* _Document section_
━━━━━━━━━━━━━━━━━━━━━━━━━━━━━━

We summarize three main differences compared with previous works: (1) We design a multi-level multi-relation encoder to jointly encode spatiotemporal information, forming more robust prototypes. Previous works either only focus on temporal relation modeling (Wang et al., 2023a; Perrett et al., 2021; Wu et al., 2022; Zheng et al., 2022), or separately match the spatial features and temporal features between videos (Nguyen et al., 2022). (2) We generate a compound of action-centered, timestamp-centered, and summarized prototypes to represent the actions from diverse perspectives. (3) The three groups of prototypes are efficiently matched to robustly compute video similarity.

2.3 Transformers

Transformers (Vaswani et al., 2017) have recently acquired remarkable achievements in computer vision (Carion et al., 2020; Liu et al., 2021; Deng et al., 2021; Doersch et al., 2020; Zhang et al., 2021a; Yang et al., 2021; Huang et al., 2023). FEAT (Ye et al., 2020) represents works that apply transformer in the few-shot learning task, and TRX (Perrett et al., 2021) first introduces Transformer (Doersch et al., 2020) into the few-shot action recognition task. Different from TRX, we apply a Transformer encoder-decoder to generate compound prototypes, and show that this is more effective in the few-shot action recognition scenario.

3 Method

3.1 Problem Setting

In the task of few-shot action recognition, the objective of a model is to classify an unlabeled video (referred to as “query”) into one of the target categories, each of which is associated with a limited number of labeled examples (referred to as “support set”) (Cao et al., 2020; Perrett et al., 2021). Following the common of previous works (Vinyals et al., 2016; Finn et al., 2017), in this work we use episodic training, where in each episode a C-way K-shot problem is sampled: the support set \(\mathcal {S}=\{\varvec{X}^{j}_s\}_{j=1}^{C\times K}\) is composed of \(C\times K\) labeled videos from C different classes where each class contains K samples. The query set contains N unlabeled videos \(\mathcal {Q} = \{\varvec{X}_q^i\}_{i=1}^N\). The goal is to classify each video in the query set as one of the C classes.

━━━━━━━━━━━━━━━━━━━━━━━━━━━━━━

* _Data lines_
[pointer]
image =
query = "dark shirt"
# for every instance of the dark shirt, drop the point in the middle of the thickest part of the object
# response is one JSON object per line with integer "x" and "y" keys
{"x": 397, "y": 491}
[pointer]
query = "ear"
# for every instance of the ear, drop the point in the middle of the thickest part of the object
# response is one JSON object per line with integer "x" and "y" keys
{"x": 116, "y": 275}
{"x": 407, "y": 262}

━━━━━━━━━━━━━━━━━━━━━━━━━━━━━━

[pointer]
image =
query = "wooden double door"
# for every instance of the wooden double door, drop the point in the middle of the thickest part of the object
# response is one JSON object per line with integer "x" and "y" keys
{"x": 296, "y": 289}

━━━━━━━━━━━━━━━━━━━━━━━━━━━━━━

* _Task description_
The passage on few-shot action recognition names the kinds of prototypes its method generates. List every one of them.

* _Final result_
- Action-centered prototypes
- Timestamp-centered prototypes
- Summarized prototypes